───── DATA ─────
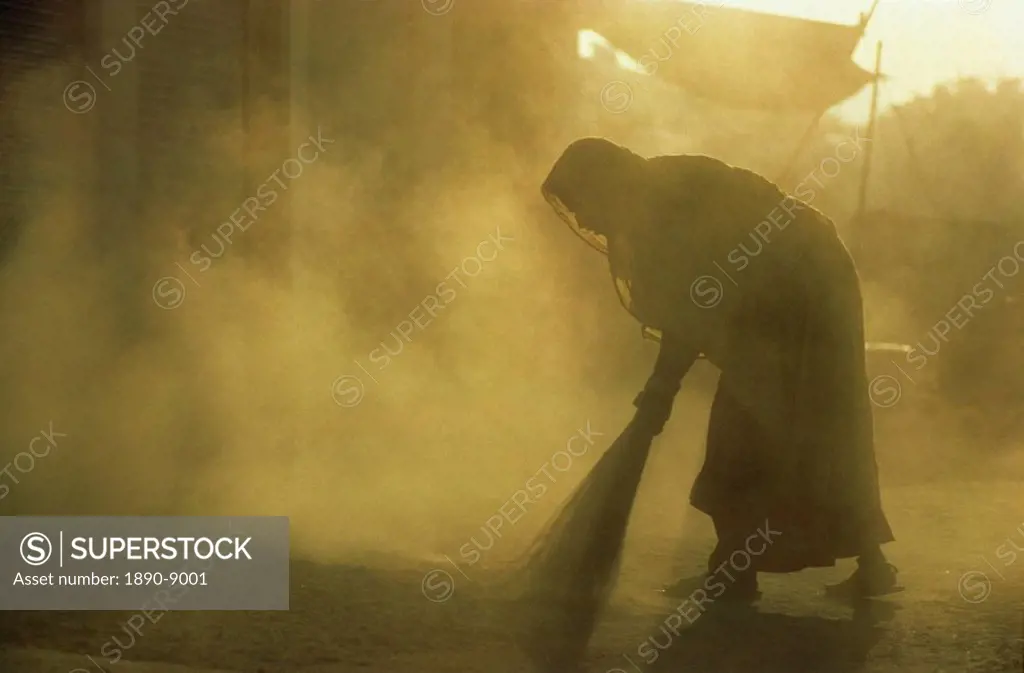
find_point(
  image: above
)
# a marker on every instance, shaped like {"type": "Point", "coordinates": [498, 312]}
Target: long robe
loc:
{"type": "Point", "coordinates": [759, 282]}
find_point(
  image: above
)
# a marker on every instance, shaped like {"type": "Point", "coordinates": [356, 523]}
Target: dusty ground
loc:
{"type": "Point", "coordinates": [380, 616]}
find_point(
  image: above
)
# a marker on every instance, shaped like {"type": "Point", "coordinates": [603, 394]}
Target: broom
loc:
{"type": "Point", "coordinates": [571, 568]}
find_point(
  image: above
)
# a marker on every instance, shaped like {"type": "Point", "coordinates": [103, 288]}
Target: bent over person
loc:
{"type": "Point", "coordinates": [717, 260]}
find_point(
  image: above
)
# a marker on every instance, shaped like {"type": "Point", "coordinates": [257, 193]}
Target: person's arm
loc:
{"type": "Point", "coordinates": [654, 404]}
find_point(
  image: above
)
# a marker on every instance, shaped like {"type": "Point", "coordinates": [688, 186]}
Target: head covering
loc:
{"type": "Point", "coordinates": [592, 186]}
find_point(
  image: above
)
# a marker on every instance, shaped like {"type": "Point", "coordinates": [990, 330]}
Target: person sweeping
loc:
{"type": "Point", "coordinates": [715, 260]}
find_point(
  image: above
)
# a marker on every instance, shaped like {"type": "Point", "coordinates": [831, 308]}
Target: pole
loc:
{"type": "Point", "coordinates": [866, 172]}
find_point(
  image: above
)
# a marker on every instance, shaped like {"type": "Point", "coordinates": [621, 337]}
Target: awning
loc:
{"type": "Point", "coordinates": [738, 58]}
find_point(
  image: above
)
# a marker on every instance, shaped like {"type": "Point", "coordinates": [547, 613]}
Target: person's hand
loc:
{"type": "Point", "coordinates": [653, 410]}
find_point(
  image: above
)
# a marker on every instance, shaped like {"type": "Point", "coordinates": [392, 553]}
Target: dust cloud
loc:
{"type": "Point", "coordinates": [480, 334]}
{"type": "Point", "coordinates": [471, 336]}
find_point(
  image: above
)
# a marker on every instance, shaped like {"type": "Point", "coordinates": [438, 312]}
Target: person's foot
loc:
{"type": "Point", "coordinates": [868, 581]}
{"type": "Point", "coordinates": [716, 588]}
─────
▶ WORK REQUEST: Check each line above for the string "Target", then copy the ones that have it.

▶ WRITTEN REPLY:
Target: long robe
Target: dusty ground
Target: broom
Target: bent over person
Target: person's arm
Target: head covering
Target: person sweeping
Target: pole
Target: awning
Target: person's hand
Target: dust cloud
Target: person's foot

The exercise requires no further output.